▶ Problem details:
Which ingredients does the text on Coppia Ferrarese bread list?

▶ Extracted text:
[Start of section]

The province of Ferrara is home to a type of bread with a rather unusual shape that resembles a cross or an ‘x’. This is PGI Coppia Ferrarese, the quintessential bread from Ferrara, which is made by joining two strips of dough with a central piece (‘coppia’ means ‘couple’). The tips of the dough strips, which are coiled around themselves, look like four long croissants, which in dialect are known as crostini.
The first evidence of this coppia bread being served at Ferrara locals’ tables can be traced back to the 16th century. Legend has it that during a meal held in his honour, the duke of Este was served the ‘twisted bread’, with the typical croissant-shaped ‘crostini’. This was in 1536.
11 years later, Cristoforo da Messisbugo, steward (what today would be known as a servant or butler) to Prince Alfonso II, mentioned ‘twisted bread’ in a cost estimate, a sign that this product had by then become widespread.
The peculiar shape of PGI Coppia Ferrarese bread means it certainly won’t go unnoticed. But it is the ingredients used that make the PGI Coppia Ferrarese such a unique speciality: Italian type 0 wheat flour (lower in protein than other types), water, lard, extra virgin olive oil, sourdough starter, salt and malt, which are all added in precise amounts according to specifications.
Coppia Ferrarese is dry bread with a crusty texture; the only soft part of the bread, where the crumb can be found, is the central piece that joins the two croissant-shaped strips together. These attributes make it the perfect accompaniment to typical cold cuts from Ferrara, the salama da sugo salami or for dunking in sauces and light broths.

[End of section]

▶ Dataset excerpts:
[Start of section]

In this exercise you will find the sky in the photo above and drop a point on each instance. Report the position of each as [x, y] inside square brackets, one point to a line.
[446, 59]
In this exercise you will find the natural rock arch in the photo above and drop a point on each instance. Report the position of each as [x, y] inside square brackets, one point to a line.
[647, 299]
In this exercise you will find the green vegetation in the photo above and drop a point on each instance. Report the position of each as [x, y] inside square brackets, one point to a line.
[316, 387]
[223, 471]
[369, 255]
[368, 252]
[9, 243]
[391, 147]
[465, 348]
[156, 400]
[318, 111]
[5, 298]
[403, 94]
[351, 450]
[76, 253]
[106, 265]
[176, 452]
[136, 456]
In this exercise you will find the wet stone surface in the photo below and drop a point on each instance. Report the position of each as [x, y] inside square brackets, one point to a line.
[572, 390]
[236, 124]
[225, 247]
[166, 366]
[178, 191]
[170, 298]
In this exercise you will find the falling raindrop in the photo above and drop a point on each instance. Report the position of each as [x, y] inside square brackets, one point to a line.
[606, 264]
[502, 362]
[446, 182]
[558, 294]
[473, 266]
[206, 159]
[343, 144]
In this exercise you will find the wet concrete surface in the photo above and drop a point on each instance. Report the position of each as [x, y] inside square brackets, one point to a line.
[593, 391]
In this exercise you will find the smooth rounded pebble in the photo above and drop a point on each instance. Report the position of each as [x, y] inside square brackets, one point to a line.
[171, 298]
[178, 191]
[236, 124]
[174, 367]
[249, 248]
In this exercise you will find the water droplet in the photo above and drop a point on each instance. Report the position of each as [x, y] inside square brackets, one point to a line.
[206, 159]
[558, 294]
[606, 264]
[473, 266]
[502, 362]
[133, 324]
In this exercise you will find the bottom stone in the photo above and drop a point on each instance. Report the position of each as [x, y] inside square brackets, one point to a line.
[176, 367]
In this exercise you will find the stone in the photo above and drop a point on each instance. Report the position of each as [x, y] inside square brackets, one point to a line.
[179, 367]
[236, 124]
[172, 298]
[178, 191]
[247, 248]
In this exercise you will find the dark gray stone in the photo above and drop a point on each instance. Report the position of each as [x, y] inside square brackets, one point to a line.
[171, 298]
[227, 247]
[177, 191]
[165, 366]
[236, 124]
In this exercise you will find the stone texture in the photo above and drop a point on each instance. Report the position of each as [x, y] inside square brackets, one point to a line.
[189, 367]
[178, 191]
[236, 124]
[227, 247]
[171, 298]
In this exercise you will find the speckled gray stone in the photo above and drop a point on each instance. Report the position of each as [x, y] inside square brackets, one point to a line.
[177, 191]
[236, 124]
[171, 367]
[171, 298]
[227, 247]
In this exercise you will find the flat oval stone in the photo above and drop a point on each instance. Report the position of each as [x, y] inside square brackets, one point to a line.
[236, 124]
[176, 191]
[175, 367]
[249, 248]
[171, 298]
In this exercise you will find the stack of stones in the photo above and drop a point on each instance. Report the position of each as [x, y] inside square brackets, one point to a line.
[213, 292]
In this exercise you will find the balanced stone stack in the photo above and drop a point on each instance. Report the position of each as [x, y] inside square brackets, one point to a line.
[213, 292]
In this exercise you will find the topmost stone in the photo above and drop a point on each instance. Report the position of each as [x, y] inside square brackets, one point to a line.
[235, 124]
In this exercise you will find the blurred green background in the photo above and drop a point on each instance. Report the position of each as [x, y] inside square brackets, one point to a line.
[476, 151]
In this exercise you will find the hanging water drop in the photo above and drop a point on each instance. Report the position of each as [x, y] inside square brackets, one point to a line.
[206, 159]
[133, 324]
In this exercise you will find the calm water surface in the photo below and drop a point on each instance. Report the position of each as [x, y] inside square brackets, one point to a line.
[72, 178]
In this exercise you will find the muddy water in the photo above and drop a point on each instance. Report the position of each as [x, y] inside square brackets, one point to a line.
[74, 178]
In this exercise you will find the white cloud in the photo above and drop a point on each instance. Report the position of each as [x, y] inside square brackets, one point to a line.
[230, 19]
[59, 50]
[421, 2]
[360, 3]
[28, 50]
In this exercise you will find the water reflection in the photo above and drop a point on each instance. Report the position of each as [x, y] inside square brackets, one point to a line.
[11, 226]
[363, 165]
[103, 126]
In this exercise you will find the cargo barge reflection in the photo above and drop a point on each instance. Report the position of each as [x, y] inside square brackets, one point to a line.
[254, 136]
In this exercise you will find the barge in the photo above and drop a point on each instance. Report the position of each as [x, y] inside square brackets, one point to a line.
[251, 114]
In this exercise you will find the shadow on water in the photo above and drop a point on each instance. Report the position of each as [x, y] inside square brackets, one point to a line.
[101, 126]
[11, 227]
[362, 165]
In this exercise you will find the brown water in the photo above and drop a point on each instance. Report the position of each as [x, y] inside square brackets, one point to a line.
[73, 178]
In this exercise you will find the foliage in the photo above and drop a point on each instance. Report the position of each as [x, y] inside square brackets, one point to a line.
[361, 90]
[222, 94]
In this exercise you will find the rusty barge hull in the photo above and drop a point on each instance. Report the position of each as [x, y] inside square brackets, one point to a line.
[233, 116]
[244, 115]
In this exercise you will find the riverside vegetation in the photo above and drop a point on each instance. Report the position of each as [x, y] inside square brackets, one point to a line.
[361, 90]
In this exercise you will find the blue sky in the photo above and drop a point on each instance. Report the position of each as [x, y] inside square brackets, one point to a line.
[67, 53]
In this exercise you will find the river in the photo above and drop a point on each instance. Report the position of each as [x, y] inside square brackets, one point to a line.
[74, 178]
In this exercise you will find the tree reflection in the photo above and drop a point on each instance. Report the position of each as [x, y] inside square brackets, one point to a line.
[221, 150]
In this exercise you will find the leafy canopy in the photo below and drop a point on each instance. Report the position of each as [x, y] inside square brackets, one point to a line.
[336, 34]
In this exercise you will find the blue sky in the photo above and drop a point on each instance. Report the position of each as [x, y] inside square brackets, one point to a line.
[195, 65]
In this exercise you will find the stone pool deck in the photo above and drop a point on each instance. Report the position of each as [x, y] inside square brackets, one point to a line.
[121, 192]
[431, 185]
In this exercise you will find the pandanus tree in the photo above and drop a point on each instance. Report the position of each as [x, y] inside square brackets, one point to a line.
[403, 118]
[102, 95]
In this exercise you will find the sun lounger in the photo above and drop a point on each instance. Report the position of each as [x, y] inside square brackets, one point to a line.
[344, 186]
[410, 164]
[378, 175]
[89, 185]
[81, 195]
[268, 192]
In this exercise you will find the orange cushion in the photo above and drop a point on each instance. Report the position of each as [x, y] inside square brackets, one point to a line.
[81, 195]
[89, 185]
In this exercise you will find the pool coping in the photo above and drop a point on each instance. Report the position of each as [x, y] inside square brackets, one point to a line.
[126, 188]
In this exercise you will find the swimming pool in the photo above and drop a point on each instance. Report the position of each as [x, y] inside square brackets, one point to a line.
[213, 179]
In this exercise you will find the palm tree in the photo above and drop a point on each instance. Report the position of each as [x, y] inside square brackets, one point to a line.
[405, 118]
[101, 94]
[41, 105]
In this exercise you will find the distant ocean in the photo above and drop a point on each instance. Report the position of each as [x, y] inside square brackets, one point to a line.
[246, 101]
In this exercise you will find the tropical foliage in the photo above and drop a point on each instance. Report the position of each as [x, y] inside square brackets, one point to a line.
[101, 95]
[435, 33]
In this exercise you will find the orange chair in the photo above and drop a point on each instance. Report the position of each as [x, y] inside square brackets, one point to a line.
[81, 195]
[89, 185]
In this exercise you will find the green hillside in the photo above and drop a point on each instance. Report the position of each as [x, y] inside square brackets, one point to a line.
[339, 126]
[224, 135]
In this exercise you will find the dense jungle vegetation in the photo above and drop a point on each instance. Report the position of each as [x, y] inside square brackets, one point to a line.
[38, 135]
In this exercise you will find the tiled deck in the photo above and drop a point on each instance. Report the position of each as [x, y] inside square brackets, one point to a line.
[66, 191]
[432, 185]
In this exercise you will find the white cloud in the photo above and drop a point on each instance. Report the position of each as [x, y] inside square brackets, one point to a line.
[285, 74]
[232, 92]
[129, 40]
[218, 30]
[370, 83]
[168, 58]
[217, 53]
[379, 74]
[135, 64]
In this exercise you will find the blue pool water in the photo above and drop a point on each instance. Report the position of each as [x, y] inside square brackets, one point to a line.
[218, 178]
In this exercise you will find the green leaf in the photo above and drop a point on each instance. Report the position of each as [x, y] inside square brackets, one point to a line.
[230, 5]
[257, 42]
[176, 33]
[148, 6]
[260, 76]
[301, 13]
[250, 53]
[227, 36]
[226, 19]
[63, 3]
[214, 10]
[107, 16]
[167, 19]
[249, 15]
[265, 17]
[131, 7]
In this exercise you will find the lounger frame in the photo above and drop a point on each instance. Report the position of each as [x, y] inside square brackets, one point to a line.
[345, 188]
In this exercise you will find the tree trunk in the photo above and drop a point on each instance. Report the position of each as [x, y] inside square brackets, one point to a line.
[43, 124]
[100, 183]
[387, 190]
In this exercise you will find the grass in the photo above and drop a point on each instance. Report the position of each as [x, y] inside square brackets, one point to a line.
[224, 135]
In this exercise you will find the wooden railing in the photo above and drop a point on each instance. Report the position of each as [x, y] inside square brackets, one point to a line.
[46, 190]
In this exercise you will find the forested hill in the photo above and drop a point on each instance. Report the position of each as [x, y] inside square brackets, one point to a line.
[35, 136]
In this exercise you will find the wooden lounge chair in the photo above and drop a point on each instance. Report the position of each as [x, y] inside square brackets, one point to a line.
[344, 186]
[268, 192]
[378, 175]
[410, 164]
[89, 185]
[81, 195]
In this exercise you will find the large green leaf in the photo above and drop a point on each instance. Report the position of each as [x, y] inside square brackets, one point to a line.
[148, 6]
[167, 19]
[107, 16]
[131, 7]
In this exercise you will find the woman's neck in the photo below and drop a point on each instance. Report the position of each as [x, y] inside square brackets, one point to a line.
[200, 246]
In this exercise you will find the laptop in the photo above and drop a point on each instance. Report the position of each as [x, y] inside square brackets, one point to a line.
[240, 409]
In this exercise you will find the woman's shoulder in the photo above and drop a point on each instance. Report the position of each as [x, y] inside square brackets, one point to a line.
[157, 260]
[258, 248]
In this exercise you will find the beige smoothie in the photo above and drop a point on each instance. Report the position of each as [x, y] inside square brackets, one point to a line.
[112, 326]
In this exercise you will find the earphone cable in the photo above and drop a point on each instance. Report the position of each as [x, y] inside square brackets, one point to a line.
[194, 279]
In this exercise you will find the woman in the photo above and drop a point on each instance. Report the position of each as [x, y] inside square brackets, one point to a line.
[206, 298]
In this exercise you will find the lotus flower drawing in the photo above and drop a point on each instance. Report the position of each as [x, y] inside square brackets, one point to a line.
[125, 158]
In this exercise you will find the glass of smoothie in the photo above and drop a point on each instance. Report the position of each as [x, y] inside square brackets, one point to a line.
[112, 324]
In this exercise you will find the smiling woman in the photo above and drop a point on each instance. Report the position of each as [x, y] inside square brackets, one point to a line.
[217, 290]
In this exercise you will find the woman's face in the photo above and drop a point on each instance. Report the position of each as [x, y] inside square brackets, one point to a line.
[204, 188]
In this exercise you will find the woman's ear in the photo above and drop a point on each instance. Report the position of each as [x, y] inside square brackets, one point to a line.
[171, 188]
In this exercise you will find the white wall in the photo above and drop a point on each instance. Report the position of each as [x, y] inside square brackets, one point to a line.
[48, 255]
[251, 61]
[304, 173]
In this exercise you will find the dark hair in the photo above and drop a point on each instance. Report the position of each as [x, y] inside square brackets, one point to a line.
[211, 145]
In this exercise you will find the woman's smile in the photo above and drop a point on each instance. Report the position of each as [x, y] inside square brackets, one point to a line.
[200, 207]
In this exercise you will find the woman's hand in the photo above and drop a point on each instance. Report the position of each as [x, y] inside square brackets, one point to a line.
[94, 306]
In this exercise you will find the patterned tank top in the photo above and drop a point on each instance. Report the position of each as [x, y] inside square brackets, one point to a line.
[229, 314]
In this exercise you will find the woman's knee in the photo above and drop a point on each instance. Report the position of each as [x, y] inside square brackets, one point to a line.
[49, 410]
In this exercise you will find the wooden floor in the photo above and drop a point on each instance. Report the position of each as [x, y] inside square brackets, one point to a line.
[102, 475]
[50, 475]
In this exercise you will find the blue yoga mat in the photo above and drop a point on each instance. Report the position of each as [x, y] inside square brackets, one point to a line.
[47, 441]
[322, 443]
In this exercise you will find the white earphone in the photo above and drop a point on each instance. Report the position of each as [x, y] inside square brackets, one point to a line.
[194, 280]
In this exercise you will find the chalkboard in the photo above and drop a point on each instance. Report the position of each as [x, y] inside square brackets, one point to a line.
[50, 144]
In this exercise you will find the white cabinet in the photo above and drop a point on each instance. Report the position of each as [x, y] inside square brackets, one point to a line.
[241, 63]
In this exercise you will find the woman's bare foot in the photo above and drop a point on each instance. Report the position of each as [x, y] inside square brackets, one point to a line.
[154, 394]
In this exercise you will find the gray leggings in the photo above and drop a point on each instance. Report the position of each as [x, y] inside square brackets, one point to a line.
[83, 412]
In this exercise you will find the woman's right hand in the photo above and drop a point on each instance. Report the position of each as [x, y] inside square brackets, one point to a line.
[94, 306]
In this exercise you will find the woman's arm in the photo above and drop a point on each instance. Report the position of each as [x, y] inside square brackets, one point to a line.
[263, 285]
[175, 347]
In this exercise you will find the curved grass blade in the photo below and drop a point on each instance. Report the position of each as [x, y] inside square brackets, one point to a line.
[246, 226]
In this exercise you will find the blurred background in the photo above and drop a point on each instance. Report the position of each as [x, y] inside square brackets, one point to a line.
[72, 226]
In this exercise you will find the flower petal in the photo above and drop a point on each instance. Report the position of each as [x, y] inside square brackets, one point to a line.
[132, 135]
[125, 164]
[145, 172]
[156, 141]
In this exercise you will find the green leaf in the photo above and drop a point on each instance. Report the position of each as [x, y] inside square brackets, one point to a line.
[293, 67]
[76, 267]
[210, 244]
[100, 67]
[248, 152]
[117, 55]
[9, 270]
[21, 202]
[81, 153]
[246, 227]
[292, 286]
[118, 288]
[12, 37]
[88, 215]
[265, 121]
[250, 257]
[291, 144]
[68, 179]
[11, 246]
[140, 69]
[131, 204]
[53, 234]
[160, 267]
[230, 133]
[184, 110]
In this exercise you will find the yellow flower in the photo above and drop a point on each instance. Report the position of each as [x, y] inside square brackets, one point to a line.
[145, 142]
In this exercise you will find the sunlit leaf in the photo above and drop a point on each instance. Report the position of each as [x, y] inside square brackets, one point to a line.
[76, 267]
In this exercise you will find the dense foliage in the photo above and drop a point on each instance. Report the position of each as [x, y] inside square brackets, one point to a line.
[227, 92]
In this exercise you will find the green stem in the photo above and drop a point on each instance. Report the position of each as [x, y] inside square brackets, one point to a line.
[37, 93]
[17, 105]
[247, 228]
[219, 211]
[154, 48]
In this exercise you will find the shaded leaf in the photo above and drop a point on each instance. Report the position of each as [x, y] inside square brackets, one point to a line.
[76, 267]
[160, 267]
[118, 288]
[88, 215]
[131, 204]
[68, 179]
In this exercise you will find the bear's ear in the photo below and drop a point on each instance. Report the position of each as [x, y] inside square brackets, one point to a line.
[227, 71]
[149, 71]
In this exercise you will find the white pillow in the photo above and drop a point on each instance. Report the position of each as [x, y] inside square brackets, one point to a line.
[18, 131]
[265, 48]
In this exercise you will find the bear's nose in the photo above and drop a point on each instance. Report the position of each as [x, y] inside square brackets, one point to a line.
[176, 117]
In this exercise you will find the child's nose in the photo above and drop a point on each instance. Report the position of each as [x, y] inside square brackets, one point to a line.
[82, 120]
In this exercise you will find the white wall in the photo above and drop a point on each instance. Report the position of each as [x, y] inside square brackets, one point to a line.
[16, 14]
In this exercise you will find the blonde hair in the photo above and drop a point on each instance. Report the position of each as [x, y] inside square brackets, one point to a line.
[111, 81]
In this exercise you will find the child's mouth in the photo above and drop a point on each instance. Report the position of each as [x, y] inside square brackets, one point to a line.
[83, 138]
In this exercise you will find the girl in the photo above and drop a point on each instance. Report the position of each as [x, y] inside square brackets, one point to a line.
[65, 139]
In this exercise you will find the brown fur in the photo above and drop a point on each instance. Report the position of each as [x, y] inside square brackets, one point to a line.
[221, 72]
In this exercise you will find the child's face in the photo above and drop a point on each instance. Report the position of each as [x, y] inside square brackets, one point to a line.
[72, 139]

[End of section]

▶ Task output:
Italian type 0 wheat flour, water, lard, extra virgin olive oil, sourdough starter, salt, malt